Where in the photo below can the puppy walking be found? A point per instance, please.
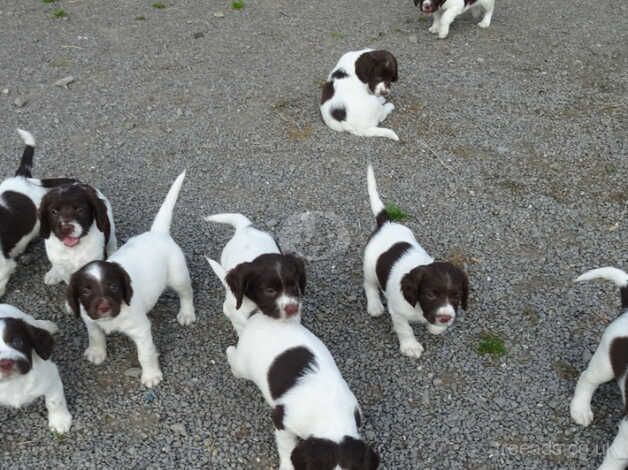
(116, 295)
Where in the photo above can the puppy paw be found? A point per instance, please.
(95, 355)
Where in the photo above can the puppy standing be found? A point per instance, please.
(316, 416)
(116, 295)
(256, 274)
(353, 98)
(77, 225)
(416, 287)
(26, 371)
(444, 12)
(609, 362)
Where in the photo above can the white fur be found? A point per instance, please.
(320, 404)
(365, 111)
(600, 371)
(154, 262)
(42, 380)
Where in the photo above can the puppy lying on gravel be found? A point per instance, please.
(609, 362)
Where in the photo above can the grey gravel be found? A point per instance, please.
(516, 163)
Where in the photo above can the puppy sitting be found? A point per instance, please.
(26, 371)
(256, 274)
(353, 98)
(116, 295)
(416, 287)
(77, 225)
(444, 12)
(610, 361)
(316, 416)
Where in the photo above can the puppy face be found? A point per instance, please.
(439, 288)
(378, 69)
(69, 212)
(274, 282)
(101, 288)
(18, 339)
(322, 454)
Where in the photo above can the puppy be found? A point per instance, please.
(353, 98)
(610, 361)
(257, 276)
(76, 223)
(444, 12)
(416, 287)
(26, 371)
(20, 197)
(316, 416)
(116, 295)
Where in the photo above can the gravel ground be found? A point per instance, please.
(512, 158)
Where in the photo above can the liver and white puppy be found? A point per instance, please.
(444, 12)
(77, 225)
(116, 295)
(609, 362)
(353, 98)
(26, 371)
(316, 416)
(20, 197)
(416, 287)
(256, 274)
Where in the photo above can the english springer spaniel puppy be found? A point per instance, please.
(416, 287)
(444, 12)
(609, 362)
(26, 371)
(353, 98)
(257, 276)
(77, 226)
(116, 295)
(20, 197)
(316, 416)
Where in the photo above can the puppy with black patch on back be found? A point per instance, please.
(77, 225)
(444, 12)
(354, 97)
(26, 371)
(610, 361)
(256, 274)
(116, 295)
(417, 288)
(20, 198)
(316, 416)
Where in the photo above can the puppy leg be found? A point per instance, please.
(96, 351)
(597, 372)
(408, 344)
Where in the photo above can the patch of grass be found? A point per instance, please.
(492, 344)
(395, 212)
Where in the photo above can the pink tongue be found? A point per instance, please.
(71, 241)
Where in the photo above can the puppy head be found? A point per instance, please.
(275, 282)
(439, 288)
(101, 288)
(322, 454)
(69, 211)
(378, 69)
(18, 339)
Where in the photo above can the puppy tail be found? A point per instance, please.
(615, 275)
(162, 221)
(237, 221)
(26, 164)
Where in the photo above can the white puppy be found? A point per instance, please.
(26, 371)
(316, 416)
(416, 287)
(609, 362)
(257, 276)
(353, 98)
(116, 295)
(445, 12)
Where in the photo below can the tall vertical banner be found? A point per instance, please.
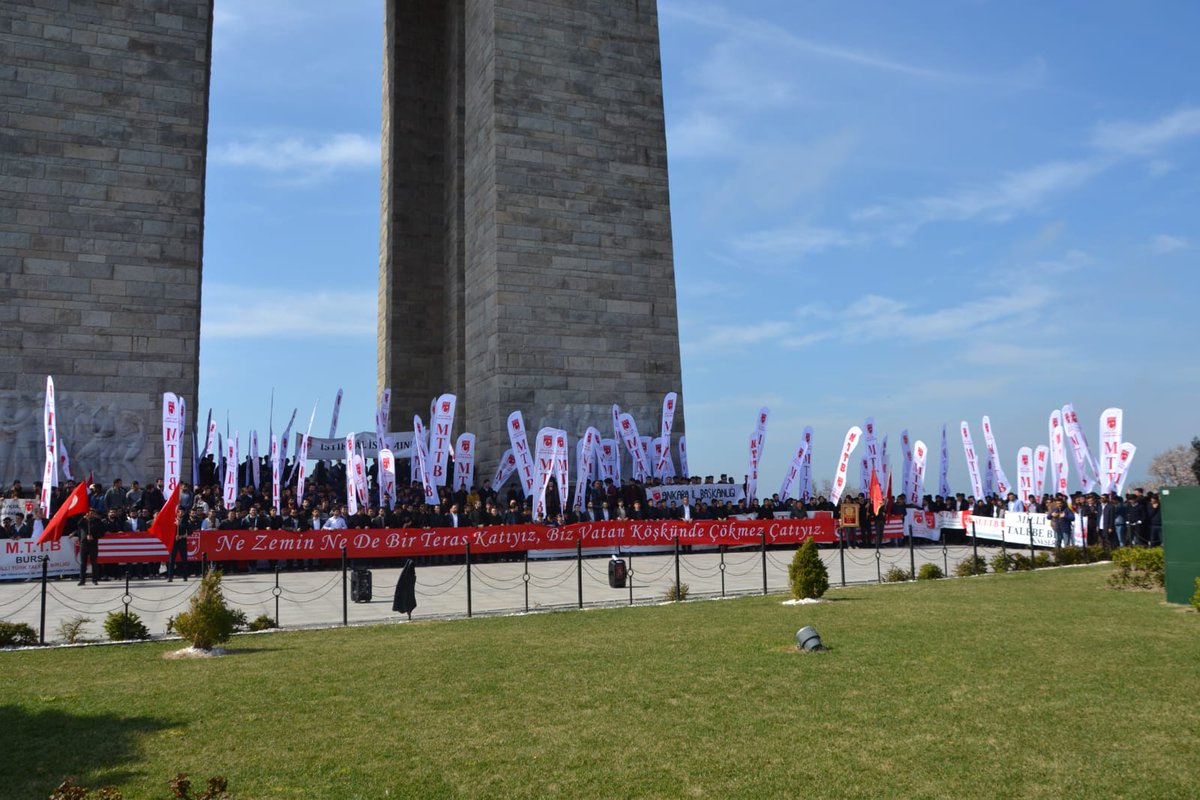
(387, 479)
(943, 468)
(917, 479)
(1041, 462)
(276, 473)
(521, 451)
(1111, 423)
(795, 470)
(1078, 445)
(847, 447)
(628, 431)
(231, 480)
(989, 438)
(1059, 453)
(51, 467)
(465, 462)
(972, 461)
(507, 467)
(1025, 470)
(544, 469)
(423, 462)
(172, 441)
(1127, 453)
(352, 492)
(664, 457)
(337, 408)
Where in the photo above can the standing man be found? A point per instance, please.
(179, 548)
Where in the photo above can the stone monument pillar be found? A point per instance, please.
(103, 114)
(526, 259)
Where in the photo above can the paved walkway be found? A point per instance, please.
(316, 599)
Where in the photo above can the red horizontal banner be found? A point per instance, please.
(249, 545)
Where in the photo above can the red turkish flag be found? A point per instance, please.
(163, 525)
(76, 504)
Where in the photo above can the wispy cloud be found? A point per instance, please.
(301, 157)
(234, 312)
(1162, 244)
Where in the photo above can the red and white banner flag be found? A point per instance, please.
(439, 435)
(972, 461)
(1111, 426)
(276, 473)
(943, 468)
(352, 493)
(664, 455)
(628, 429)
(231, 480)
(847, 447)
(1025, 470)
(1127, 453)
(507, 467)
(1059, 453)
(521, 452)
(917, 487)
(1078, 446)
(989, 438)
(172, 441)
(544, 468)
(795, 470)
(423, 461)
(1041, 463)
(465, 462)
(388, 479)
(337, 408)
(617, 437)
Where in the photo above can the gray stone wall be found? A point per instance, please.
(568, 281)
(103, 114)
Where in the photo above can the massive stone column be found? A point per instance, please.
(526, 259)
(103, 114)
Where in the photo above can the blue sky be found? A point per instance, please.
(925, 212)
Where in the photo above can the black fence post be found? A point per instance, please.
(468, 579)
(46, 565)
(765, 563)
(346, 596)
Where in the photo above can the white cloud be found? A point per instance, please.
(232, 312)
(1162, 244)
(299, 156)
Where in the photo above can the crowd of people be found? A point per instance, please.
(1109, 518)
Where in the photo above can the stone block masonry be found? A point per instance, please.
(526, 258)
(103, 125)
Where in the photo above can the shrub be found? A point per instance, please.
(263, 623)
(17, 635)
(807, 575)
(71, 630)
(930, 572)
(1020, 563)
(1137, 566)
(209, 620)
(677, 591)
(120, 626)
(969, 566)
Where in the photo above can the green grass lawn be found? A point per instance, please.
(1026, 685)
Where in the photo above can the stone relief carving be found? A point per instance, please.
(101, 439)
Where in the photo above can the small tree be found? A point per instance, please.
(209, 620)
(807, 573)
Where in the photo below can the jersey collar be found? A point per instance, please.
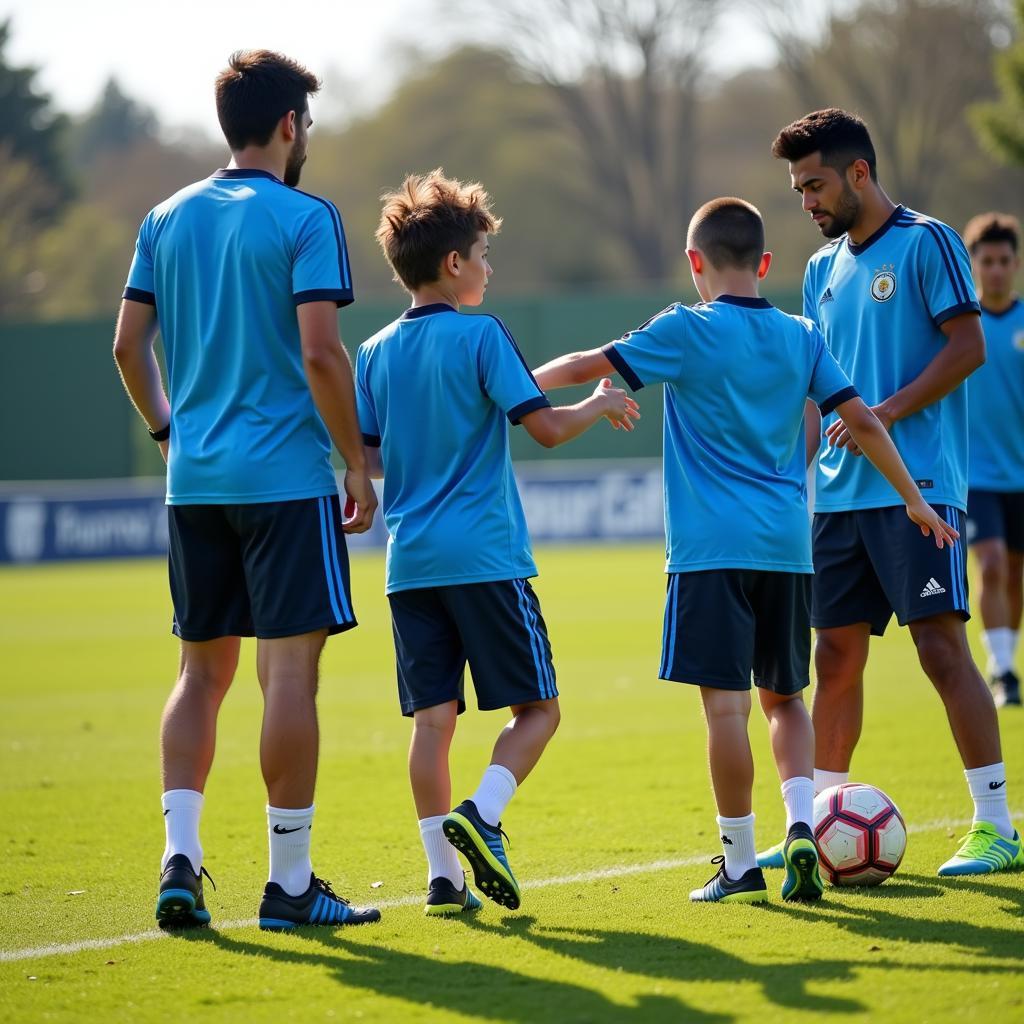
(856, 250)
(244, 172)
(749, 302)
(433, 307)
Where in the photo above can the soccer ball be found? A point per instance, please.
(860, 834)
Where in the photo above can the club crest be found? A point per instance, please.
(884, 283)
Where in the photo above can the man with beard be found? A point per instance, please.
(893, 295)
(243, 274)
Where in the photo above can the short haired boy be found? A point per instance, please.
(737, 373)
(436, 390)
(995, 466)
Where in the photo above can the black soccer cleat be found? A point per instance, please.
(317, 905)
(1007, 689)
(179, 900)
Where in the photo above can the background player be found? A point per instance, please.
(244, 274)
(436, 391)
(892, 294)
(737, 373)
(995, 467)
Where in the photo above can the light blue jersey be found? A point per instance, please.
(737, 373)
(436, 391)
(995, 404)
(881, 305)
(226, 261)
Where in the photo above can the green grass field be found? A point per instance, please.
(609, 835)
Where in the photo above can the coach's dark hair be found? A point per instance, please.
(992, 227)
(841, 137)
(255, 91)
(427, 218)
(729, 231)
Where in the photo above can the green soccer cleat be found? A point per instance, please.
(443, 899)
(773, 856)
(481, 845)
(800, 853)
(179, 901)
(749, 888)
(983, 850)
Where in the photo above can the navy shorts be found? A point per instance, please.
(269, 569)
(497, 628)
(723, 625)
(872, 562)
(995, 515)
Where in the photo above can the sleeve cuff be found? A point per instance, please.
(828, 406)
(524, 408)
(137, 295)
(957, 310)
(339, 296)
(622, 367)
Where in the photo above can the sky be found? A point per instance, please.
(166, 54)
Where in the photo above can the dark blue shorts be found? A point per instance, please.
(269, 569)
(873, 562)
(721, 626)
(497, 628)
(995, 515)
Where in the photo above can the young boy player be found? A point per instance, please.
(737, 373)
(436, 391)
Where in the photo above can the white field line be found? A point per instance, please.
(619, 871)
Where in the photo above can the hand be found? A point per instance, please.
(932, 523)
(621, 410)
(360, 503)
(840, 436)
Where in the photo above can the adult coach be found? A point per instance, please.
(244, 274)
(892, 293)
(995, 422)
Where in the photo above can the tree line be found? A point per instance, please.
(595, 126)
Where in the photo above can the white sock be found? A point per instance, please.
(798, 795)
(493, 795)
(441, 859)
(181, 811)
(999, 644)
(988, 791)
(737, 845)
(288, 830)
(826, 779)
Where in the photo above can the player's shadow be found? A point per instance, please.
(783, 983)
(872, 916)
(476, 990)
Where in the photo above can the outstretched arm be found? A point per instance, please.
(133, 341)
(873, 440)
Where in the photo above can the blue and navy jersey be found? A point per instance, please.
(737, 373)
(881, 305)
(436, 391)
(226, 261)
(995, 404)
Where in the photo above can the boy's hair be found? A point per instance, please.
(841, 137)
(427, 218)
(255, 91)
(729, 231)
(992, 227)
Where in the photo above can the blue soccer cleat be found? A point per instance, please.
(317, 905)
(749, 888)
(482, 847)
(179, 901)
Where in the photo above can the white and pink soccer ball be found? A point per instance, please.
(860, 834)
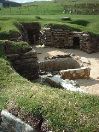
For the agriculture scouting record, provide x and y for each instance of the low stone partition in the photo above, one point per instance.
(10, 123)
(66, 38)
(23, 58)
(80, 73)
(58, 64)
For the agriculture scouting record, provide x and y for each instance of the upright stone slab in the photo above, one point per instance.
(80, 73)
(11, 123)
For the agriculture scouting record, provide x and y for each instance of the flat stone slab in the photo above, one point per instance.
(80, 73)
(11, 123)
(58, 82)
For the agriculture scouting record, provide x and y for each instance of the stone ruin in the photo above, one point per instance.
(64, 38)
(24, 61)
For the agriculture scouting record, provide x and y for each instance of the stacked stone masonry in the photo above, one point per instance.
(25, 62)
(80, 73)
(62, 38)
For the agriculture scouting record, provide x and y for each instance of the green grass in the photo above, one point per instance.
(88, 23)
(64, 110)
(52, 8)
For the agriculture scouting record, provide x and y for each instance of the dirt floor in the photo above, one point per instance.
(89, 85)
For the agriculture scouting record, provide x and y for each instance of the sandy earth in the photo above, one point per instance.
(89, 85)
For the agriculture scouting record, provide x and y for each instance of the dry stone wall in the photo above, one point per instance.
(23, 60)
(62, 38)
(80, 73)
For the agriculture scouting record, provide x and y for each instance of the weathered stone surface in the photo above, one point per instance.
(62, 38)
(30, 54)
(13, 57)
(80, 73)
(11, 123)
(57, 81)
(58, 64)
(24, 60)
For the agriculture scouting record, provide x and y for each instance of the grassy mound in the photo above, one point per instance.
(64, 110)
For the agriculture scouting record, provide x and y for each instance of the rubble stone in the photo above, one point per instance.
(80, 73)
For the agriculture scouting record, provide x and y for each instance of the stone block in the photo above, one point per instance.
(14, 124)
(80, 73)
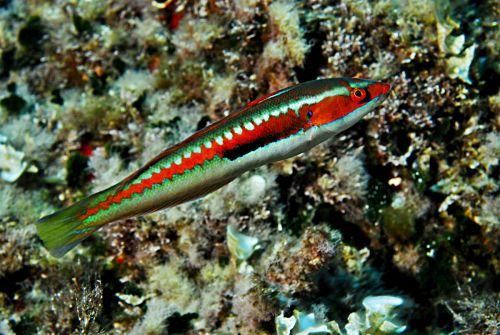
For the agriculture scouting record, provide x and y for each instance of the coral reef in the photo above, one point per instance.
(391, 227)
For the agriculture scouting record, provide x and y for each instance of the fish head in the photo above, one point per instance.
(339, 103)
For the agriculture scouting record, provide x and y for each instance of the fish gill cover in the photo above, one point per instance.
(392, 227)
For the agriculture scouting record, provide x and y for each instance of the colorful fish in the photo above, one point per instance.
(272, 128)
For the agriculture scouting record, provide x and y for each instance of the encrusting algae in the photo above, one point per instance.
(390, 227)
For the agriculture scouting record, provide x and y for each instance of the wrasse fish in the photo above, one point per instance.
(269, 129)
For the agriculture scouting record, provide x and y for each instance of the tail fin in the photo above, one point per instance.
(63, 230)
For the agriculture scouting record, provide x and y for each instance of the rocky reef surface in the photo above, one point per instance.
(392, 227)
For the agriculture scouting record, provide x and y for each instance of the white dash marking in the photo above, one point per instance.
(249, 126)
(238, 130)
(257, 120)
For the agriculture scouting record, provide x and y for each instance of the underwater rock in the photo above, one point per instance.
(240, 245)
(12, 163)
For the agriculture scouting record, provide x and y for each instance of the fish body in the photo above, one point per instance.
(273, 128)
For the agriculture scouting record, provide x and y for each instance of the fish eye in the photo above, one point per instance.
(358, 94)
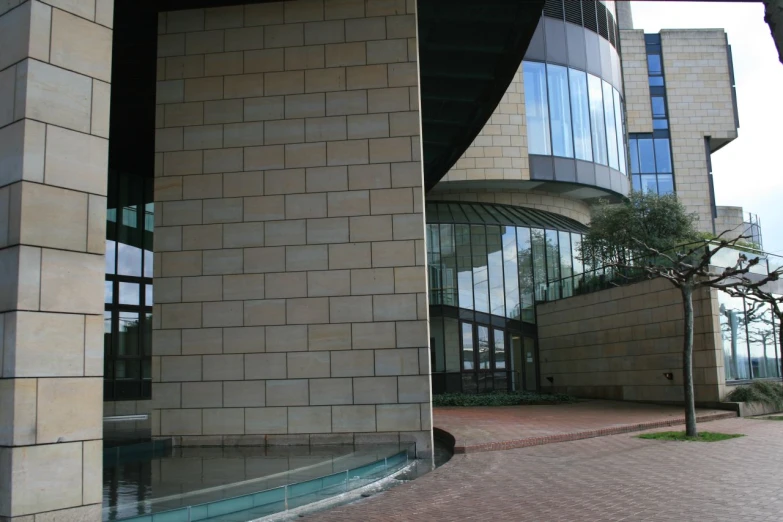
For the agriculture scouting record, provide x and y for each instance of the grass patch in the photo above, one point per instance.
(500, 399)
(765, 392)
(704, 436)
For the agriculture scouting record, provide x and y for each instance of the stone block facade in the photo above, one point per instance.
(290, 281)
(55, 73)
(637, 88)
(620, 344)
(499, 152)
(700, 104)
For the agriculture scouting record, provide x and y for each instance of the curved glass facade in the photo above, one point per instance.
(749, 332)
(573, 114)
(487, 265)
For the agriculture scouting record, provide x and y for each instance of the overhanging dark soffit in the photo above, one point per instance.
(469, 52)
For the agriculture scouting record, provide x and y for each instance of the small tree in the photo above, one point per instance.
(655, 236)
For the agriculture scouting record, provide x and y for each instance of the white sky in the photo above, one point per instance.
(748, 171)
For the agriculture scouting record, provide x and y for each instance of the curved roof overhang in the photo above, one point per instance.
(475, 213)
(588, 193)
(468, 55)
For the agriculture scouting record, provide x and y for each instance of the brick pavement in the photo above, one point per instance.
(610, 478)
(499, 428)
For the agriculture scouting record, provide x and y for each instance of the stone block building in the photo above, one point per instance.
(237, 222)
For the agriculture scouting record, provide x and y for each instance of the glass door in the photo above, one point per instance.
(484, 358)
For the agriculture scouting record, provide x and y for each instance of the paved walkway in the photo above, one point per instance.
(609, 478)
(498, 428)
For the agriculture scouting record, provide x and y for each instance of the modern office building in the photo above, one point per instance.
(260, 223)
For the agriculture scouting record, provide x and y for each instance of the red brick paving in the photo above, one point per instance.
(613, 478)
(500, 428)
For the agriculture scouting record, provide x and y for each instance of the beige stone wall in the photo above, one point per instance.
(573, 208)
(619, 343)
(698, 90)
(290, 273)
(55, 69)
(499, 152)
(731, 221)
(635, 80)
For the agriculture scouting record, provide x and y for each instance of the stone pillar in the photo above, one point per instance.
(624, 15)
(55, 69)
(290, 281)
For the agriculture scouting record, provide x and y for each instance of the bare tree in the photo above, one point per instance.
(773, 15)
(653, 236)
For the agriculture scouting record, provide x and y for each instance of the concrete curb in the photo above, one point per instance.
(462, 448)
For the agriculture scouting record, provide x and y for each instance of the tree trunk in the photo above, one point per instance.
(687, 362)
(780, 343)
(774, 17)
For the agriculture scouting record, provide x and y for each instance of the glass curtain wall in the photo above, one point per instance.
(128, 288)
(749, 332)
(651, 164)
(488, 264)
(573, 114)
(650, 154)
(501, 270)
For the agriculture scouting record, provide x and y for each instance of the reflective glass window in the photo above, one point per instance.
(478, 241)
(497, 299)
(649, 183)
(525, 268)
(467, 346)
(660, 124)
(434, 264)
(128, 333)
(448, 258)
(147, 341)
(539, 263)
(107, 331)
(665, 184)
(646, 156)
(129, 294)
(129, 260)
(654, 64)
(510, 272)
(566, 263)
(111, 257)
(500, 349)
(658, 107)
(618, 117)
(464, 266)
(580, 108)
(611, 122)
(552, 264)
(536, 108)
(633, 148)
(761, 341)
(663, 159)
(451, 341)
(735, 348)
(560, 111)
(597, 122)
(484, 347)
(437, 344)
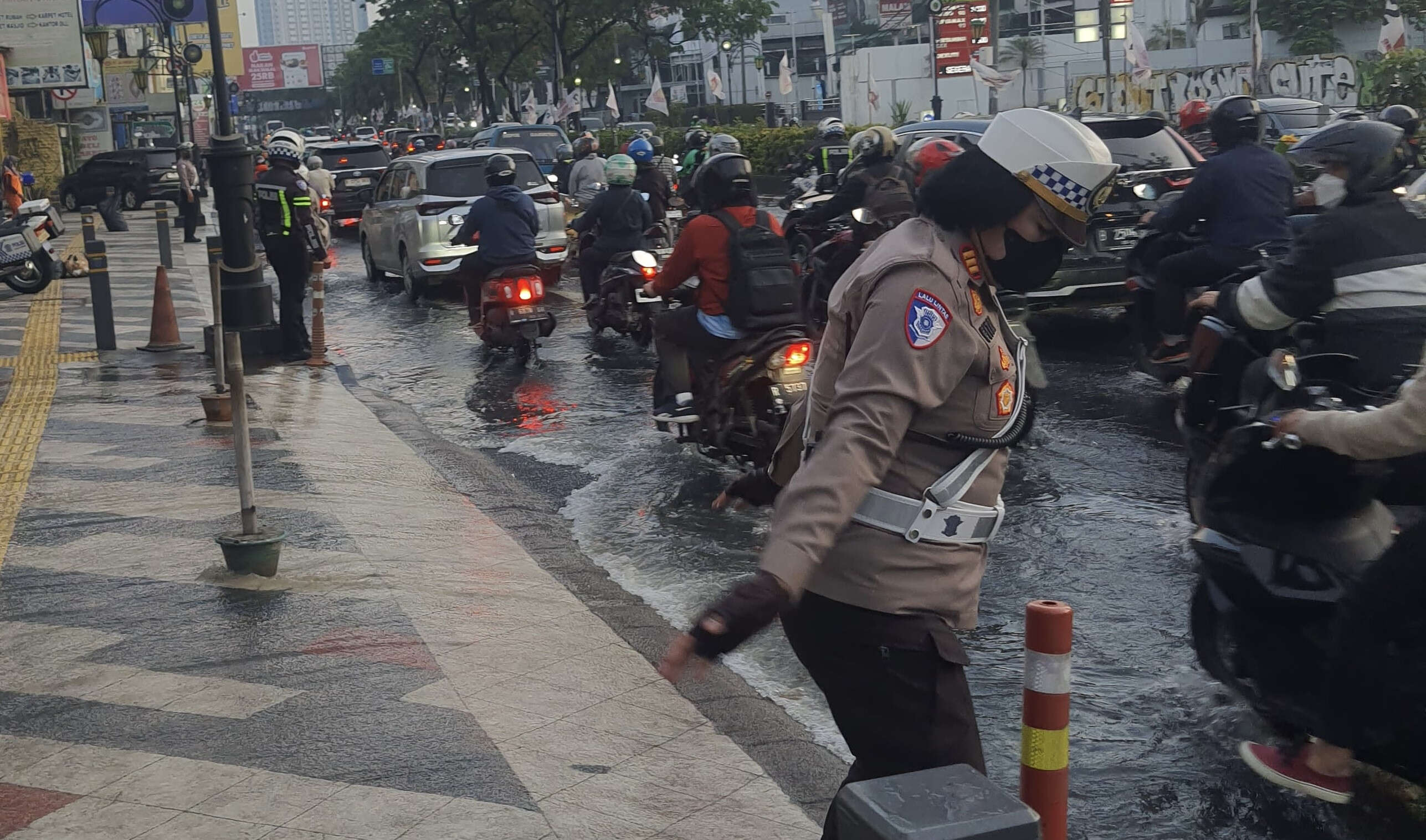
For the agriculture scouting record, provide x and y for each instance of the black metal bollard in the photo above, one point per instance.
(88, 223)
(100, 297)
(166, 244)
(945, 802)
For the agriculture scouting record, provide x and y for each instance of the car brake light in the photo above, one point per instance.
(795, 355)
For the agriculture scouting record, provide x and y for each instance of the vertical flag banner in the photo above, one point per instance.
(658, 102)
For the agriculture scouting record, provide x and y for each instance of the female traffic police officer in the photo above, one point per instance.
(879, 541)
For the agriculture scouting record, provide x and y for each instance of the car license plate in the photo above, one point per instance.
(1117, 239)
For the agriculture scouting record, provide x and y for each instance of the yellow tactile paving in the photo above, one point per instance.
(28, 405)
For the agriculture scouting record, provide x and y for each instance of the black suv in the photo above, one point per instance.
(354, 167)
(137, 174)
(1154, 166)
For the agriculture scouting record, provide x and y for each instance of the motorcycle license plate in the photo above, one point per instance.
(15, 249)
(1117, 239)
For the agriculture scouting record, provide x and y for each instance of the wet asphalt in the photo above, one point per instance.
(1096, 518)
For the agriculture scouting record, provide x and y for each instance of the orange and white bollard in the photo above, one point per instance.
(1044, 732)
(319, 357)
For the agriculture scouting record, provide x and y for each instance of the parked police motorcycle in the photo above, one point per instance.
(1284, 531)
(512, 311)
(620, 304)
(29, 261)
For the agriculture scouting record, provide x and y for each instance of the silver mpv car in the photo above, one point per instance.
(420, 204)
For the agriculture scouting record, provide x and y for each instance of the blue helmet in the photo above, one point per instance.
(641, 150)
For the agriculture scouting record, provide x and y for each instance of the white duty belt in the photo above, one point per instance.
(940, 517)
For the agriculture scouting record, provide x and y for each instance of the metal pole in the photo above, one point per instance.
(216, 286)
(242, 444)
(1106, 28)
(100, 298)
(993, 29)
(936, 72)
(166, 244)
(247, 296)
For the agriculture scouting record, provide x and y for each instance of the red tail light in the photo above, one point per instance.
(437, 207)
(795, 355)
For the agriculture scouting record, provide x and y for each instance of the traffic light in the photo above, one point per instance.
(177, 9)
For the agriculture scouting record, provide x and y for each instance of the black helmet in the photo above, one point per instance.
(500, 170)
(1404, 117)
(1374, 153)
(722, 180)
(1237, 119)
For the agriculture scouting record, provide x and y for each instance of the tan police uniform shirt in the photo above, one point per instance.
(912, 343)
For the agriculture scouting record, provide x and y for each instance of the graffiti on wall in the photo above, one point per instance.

····················

* _Requirement_: Lines from the one holding "of the traffic" through the end of the material above should be output exactly, and all others skipped.

* _Finished task_:
For the agriculture scouting record, provide x and y for each instance of the traffic light in the photo above, one point per instance.
(177, 9)
For the agriculture scouting record, provide x and y for each instance of the black helmet in the photo above, one point per instance.
(500, 170)
(1404, 117)
(1374, 153)
(722, 180)
(1237, 119)
For the agriculture scouting record, provide x and y for each instance of the tan police uniform shirt in the photo above, one point per instance.
(912, 343)
For the agriculture scouting record, provide x and y for each instance of the graffiti on wall in the photo above, one point per instance.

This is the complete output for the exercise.